*** RECORDS TO USE ***
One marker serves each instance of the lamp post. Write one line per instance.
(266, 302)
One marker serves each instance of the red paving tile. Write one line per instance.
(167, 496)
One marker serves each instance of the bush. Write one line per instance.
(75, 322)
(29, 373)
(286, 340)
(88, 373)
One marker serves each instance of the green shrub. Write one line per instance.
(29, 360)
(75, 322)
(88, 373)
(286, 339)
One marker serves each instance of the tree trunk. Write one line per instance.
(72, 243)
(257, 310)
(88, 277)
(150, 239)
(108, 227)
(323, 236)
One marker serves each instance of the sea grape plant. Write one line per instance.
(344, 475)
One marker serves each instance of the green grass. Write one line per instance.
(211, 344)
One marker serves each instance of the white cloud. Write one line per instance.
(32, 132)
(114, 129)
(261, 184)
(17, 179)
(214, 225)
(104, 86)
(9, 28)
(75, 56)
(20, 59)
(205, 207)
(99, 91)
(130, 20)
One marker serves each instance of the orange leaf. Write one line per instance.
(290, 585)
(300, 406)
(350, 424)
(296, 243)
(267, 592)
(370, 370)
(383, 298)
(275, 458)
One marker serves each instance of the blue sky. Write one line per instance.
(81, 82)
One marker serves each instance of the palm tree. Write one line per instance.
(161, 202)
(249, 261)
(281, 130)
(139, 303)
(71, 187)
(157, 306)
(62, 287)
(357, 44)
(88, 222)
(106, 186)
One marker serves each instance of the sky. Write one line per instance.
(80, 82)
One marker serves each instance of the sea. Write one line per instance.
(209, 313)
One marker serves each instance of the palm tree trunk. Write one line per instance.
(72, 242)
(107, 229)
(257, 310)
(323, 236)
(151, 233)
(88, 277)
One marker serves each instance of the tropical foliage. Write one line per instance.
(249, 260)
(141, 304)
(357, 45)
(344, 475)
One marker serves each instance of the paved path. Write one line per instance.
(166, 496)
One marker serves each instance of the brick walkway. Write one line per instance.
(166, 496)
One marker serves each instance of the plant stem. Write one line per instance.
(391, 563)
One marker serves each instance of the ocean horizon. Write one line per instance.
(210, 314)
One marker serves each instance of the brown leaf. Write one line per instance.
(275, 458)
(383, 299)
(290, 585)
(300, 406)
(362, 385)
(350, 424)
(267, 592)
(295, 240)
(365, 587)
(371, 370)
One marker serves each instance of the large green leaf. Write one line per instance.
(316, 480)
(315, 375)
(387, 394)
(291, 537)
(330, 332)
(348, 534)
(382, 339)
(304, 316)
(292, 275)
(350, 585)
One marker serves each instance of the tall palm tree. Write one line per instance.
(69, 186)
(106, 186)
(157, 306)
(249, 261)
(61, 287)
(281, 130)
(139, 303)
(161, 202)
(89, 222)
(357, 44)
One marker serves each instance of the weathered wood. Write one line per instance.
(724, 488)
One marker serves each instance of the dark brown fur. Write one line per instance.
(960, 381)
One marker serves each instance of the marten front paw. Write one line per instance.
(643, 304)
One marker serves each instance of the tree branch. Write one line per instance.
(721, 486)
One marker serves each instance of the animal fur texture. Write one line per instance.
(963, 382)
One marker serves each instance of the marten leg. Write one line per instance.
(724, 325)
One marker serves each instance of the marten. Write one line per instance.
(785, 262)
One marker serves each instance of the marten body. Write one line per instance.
*** End of RECORDS TO USE ***
**WORK TO BE COMPLETED**
Begin with the line that contains "One marker serves each instance of the animal" and set down each line exactly until the records above end, including the final line.

**SOLUTION TO THIS EXERCISE**
One marker serves each instance of the animal fur texture. Write one line per instance.
(963, 382)
One marker serves each instance of the marten leg. Write one line per instance.
(724, 325)
One marker serves each instance of the marten. Write one line per instance.
(785, 262)
One marker serves each instance of the marten body. Write one line per instance.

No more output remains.